**Passage given**:
The Volume Node Affinity Conflict error occurs in Kubernetes when a
Persistent Volume (PV) has specific node affinity rules that restrict it to
certain nodes (based on labels like topology or availability zones). This error
occurs when a pod attempting to use a volume with these labels is scheduled on a
node that does not meet these rules. However, when a PV is configured with
specific node affinity rules:- such as requiring certain labels corresponding to
availability zones or other topological constraints, it restricts the nodes on
which pods can be scheduled. When a pod tries to access a PV but is scheduled
on a node that does not meet these affinity requirements, Kubernetes cannot
attach the volume to the pod, resulting in the node affinity error. This
situation often occurs in cloud environments where storage volumes are tied to
specific availability zones (AZs).
Situations In Which This Error Commonly Appears
This error occurs mostly in the following situations:
-
Volume Attachment and Multi-AZ Deployments: When setting up a PV with
node affinity for one AZ but scheduling a pod on a node in another AZ,
Kubernetes blocks the volume attachment to prevent a topology mismatch. This
is particularly important in multi-availability zone deployments, such as in
cloud environments, where volumes are zonal-specific and must align with the
node’s location to ensure proper attachment and functionality.
-
Dynamic Storage Provisioners: Some storage classes enforce topology
constraints such as node-specific storage pools or hardware tiers, which can
create conflicts if pods are scheduled on incompatible nodes. A dynamic
provisioner like Ceph RBD or Portworx might create volumes tied to specific
storage nodes or racks in on-prem clusters. The volume attachment fails if a
pod is scheduled on a node that cannot access that storage node.

**Dataset excerpts**:

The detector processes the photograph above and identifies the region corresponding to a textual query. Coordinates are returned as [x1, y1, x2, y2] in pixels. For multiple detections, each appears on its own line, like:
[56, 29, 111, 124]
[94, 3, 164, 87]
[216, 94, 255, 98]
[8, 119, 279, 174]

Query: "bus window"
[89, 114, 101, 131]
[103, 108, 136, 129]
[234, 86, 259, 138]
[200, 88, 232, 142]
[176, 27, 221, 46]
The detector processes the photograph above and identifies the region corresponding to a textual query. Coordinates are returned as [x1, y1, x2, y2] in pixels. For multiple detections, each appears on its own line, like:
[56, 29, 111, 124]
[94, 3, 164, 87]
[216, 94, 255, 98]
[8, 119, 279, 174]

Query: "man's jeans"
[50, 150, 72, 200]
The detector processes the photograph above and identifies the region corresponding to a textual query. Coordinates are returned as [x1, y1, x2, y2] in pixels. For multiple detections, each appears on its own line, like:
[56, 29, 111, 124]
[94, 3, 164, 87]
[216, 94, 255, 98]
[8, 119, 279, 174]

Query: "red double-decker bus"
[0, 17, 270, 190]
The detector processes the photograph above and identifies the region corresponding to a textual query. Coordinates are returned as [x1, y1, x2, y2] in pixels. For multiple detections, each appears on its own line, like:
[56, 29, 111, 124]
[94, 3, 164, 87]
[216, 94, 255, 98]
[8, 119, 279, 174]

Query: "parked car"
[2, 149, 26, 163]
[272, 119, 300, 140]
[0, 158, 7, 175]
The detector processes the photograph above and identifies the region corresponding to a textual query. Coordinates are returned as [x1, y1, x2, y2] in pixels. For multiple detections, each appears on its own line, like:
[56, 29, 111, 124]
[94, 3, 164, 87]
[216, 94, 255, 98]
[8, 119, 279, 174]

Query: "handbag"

**Task to complete**:
In the passage on the Volume Node Affinity Conflict error, translate this sentence into Spanish: "The volume attachment fails if a pod is scheduled on a node that cannot access that storage node."

**Finished exercise**:
La asociación del volumen falla si un pod se programa en un nodo que no puede acceder a ese nodo de almacenamiento.